The Caltech BioHub: Unified access to diverse bioinformatics datasets
The number and diversity of bioinformatics data sources, as well as their
ever-increasing sizes, pose numerous challenges to investigators wanting
to perform integrative data analyses in their research. The need to
combine myriad data sources, formats and qualities ranging from
well-vetted annotations to mere hypotheses often impedes such efforts.
The BioHub is a relational database and Python API developed at Caltech
that manages associations between numerous genomic-sequence-based and
transcript-based datasets in order to provide centralized query services
and uniform data access. The Biohub was designed to permit biologists to
draw on and combine many disparate data sources for integrative analyses
such as gene network modeling. The central feature in Biohub design is
the Sequence Registry which relates diverse data and annotations to
individual genomic sequence features - usually genes. Key BioHub design
features include:
- Maintains associations between transcript-based results (microarray,
ChIP-array, and in situ expression) and genomic-sequence-based results
(sequence annotations, motif instances, conserved elements)
- Sequence Registry provides unique IDs for a variety of annotations to
build stable associations to peripheral data stores, e.g. Rosetta
Resolver, GeneX, sequence annotation databases, motif databases,
conserved element collections, probe libraries, etc.
- Query entry-points and results are based on common representations
for genes, probes, expression data, motifs and other annotations, all
designed to be integrated and analyzed together, e.g. in the PyMLX
CompClust environment
- Offers a rich collection of sequence operations, e.g. BLAST, BLAT and
regular expression searches, contains/is-contained-in queries, and
neighborhood searches, for any specific (or all) sequence types
- Permits transient, hypothetical annotations to be registered to support
an individual's integrative analyses but hidden from default query
results until they are promoted (or easily removed)
- Automated import of genomes (as assemblies or contigs) including
construction of blast and blat databases
- New genome build releases trigger updates so that transcript and
sequence locations can be tracked across multiple builds
- Supports broad queries, e.g. "For gene X, get me all Mm and Hs
expression data, and all upstream motifs that are conserved in both
species"
The poster presented at PSB 2004 described the status of the current
BioHub prototype, demonstrated the ways it has been used to date
(e.g. in assessing the quality of oligonucleotide probe libraries, for
identifying common regulatory elements, etc.), and described design
plans for future BioHub development.

§ **ABOUT THIS EXERCISE**: For each statement, decide whether it agrees with the BioHub description, and give yes or no with the words from the description that settle it. 1. The BioHub is a relational database and Python API developed at Caltech. 2. Hypothetical annotations appear in default query results as soon as they are registered. 3. The Sequence Registry relates data and annotations to individual genomic sequence features, usually genes. The data after this point are unrelated to the BioHub description.

§ **DATA SEGMENT**:
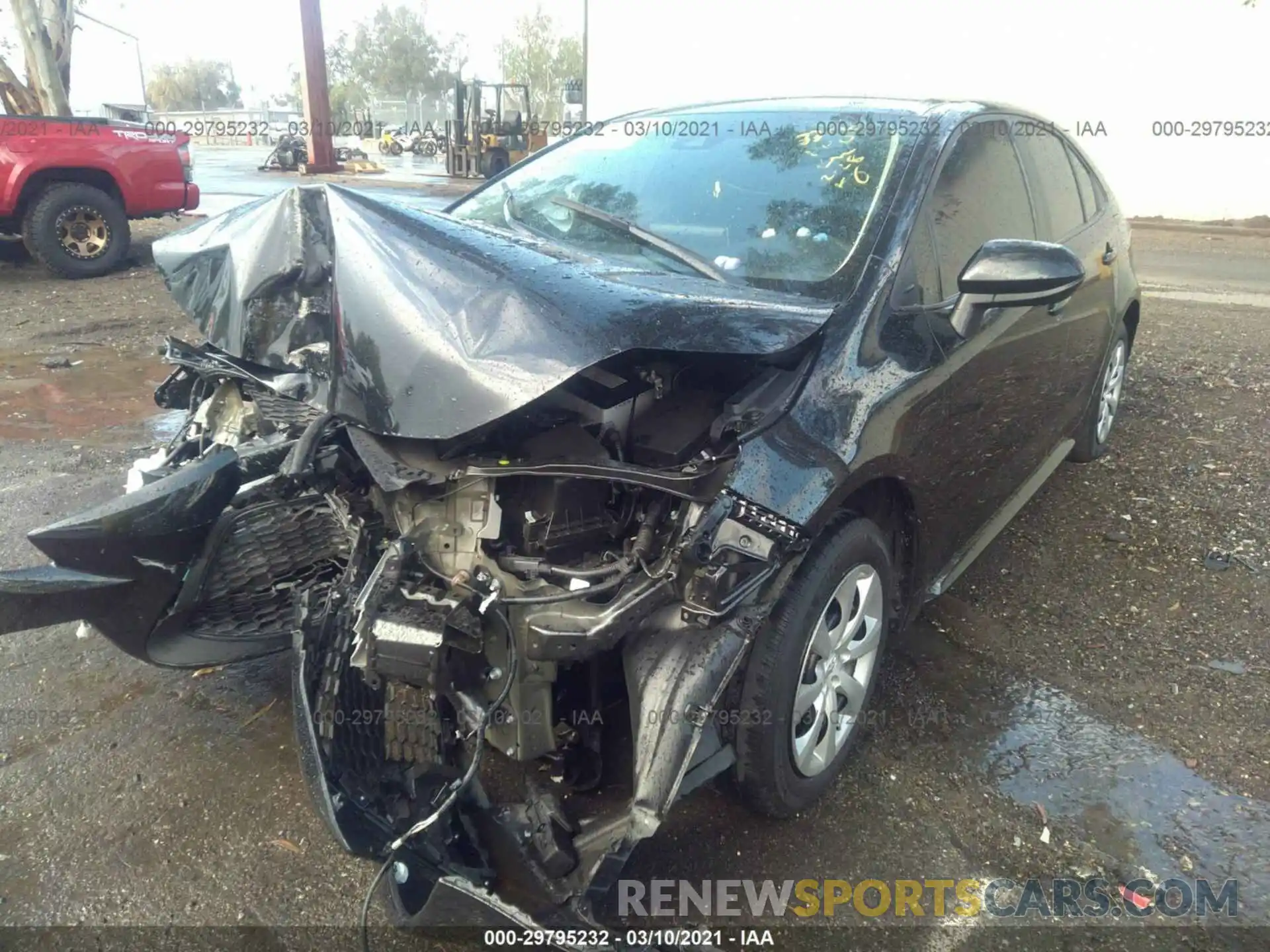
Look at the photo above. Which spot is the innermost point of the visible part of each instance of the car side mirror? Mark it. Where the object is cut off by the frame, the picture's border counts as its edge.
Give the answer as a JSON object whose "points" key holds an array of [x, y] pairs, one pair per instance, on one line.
{"points": [[1014, 273]]}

§ **RESULT OF THIS TASK**:
1. Yes: "The BioHub is a relational database and Python API developed at Caltech"
2. No: "hidden from default query results until they are promoted (or easily removed)"
3. Yes: "relates diverse data and annotations to individual genomic sequence features - usually genes"